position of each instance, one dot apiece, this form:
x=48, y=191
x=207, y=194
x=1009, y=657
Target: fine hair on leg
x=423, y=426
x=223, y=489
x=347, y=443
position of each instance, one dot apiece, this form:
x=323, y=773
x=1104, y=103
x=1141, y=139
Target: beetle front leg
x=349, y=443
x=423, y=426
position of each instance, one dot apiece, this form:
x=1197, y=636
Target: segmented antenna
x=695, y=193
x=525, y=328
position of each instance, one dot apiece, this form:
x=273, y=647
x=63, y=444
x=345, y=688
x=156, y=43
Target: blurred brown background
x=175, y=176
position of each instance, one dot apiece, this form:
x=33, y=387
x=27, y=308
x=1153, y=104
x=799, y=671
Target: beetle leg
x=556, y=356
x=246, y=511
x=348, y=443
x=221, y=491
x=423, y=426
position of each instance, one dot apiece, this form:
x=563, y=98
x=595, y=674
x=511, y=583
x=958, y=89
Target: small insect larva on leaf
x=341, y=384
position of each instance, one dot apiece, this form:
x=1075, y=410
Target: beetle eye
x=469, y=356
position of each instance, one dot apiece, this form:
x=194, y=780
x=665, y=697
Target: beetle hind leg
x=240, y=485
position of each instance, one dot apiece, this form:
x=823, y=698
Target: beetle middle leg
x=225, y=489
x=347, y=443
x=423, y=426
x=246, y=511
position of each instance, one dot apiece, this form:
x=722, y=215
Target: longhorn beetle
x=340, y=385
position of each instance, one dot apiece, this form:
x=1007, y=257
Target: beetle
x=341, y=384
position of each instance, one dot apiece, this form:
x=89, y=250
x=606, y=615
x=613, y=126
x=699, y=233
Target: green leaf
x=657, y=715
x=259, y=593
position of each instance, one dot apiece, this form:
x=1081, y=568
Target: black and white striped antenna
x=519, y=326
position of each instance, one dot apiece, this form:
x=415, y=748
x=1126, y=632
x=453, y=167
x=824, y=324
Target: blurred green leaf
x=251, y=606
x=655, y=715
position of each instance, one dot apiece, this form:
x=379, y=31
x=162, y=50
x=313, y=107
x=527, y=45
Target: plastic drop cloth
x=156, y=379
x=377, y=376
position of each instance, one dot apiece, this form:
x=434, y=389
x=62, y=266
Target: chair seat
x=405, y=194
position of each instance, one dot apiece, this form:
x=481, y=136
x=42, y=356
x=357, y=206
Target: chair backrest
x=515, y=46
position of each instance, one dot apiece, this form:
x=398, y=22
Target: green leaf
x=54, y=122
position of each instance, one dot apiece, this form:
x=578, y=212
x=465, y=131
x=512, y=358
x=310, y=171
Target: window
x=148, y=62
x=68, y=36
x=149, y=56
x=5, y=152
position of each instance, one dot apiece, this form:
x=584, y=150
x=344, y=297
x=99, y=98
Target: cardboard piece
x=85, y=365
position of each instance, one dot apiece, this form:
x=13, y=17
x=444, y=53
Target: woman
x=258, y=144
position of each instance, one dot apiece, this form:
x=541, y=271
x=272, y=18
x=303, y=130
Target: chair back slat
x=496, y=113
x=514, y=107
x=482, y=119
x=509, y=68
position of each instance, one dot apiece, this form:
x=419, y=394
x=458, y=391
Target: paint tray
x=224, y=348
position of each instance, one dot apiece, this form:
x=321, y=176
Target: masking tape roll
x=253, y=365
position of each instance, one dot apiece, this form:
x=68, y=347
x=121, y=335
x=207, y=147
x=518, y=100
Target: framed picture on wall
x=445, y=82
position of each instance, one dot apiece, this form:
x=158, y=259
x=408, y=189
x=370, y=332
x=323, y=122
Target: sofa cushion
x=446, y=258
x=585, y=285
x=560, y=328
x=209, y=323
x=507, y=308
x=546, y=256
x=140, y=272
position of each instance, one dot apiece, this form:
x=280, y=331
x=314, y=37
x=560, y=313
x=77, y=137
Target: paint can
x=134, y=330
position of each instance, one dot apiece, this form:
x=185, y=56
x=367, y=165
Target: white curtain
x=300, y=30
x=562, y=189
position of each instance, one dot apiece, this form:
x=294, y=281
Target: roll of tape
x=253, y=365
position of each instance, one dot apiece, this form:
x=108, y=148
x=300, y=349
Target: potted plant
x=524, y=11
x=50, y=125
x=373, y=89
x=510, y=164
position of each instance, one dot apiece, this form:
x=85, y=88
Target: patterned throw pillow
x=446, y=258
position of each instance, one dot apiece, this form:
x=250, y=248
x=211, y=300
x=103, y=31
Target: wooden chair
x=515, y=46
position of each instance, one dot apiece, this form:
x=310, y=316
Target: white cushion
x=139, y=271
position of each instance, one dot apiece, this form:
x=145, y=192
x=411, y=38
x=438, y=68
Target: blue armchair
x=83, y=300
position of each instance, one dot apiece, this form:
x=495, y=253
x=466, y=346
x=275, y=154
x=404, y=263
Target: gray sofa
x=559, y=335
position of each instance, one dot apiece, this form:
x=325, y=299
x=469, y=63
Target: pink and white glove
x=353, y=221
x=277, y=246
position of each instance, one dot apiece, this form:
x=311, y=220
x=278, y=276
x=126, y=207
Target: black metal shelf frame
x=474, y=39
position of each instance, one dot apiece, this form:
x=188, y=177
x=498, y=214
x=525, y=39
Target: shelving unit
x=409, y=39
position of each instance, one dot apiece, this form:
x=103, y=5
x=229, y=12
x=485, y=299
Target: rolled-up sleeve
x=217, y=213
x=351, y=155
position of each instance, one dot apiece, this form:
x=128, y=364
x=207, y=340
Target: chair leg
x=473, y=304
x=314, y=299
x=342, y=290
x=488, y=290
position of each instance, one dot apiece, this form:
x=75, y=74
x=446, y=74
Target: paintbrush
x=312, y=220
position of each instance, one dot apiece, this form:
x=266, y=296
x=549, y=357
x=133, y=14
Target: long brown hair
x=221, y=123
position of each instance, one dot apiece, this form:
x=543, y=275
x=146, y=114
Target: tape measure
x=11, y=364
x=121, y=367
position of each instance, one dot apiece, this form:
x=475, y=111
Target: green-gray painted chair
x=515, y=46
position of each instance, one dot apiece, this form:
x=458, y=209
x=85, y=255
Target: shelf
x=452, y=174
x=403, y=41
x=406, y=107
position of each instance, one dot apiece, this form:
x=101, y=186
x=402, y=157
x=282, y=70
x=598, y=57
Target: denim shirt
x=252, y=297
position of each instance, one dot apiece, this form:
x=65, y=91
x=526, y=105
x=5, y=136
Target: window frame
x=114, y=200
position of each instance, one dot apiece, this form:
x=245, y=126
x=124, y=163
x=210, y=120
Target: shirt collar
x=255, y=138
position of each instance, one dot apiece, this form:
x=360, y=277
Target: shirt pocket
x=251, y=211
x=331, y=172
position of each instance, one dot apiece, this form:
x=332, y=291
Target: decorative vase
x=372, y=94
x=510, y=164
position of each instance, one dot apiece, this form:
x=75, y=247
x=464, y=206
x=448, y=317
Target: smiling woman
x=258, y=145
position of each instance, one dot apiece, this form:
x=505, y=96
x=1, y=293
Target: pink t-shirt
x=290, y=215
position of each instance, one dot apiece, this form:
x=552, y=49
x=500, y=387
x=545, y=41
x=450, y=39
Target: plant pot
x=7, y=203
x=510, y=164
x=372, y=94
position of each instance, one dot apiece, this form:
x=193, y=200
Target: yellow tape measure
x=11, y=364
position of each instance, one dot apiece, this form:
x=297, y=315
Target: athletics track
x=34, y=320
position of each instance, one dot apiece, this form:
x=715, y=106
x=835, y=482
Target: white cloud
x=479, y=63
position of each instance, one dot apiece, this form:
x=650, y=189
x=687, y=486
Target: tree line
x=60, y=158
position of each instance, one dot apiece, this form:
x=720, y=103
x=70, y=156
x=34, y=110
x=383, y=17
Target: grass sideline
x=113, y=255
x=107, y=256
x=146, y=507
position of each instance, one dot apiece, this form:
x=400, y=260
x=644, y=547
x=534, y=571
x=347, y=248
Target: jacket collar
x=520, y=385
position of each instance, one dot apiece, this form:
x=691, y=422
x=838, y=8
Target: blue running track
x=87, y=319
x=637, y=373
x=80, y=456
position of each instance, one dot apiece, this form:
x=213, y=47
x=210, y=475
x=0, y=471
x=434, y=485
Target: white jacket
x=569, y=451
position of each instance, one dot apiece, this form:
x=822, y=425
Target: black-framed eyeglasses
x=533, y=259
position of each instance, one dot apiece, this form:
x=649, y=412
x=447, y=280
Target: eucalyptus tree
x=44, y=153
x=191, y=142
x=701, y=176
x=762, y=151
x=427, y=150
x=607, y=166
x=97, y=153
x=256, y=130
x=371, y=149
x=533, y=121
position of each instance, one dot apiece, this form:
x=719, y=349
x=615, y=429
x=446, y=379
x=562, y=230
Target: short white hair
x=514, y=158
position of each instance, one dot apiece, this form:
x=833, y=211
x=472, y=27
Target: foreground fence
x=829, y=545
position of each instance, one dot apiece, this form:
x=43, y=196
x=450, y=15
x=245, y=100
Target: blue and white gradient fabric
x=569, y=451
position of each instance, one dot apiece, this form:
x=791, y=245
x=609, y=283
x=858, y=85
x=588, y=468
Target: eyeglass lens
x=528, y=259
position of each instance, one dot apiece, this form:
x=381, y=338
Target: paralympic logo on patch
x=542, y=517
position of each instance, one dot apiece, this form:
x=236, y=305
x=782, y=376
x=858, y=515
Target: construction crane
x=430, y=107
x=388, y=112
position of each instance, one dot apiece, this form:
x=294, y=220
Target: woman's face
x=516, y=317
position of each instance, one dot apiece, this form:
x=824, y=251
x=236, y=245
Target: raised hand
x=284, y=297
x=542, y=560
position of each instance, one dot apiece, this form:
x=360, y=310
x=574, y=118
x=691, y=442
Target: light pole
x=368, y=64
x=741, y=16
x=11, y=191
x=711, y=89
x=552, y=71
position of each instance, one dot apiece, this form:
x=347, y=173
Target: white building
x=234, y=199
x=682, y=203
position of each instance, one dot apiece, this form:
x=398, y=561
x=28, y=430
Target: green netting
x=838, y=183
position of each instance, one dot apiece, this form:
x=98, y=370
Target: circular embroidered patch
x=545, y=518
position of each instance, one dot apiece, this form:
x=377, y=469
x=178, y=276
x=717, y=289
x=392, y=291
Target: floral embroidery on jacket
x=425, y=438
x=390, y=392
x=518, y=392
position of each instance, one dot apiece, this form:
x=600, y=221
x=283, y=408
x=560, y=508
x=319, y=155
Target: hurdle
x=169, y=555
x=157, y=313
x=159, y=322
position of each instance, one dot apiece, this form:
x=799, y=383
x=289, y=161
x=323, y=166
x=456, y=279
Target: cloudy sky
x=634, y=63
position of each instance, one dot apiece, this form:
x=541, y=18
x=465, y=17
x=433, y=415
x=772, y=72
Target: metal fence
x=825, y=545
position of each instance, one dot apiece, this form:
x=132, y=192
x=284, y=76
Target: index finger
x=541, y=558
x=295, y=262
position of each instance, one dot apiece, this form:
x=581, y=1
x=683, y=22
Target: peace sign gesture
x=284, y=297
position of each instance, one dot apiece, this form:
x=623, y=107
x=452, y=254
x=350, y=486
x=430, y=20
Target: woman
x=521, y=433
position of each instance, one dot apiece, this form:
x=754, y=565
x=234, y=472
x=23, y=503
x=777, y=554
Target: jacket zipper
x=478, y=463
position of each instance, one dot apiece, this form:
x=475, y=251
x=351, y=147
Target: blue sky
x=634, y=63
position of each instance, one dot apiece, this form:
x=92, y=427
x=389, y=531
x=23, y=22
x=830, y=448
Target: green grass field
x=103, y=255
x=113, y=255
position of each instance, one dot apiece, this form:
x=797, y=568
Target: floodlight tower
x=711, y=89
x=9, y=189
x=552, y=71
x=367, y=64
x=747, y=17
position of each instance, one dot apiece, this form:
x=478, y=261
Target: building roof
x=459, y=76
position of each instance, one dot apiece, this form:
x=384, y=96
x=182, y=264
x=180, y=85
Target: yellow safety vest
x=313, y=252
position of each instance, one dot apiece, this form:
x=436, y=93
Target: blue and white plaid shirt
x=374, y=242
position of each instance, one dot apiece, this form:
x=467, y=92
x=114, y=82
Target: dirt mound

◆ **Written request**:
Can you give everything from the start of the entries down to the line containing "x=405, y=194" again, with "blurred" changed to "out-of-focus" and nothing else altered?

◆ **Result of this exercise**:
position of each instance, one dot apiece, this form:
x=48, y=191
x=207, y=194
x=1009, y=657
Target: fine hair on leg
x=423, y=426
x=223, y=489
x=347, y=443
position of each instance, one dot apiece, this form:
x=323, y=773
x=1104, y=103
x=1141, y=139
Target: beetle front leg
x=349, y=443
x=423, y=426
position of each instance, one dot apiece, this form:
x=1197, y=636
Target: segmented antenna
x=695, y=193
x=525, y=328
position of each instance, one dot apiece, this form:
x=273, y=647
x=63, y=444
x=345, y=688
x=156, y=43
Target: out-of-focus brown background
x=175, y=176
position of each instance, one dot apiece, this form:
x=33, y=387
x=27, y=308
x=1153, y=104
x=799, y=671
Target: beetle leg
x=556, y=356
x=246, y=511
x=348, y=443
x=221, y=491
x=423, y=426
position of each instance, one dot apiece, this form:
x=563, y=98
x=595, y=674
x=511, y=583
x=958, y=89
Target: small insect larva on leaf
x=341, y=384
position of each instance, one dot apiece, this form:
x=1075, y=410
Target: beetle eye
x=469, y=356
position of each instance, one dot apiece, this form:
x=194, y=780
x=665, y=697
Target: beetle hind leg
x=240, y=485
position of each instance, one dot apiece, this form:
x=823, y=698
Target: beetle middle leg
x=225, y=489
x=347, y=443
x=423, y=426
x=246, y=511
position of each instance, one dot apiece, this form:
x=722, y=215
Target: longhorn beetle
x=340, y=385
position of each instance, one dot apiece, this form:
x=1007, y=257
Target: beetle
x=341, y=384
position of each instance, one dot apiece, this form:
x=89, y=250
x=606, y=615
x=613, y=126
x=699, y=233
Target: green leaf
x=657, y=715
x=259, y=593
position of each instance, one dot apiece, this form:
x=1081, y=568
Target: black and white striped antenna
x=519, y=326
position of each instance, one dot apiece, this form:
x=415, y=748
x=1126, y=632
x=453, y=167
x=824, y=324
Target: out-of-focus green leaf
x=251, y=606
x=655, y=715
position of each instance, one dot apiece, this form:
x=379, y=31
x=162, y=50
x=313, y=107
x=527, y=45
Target: plastic drop cloth
x=156, y=379
x=377, y=376
position of each instance, one dot apiece, this form:
x=434, y=389
x=62, y=266
Target: chair seat
x=405, y=194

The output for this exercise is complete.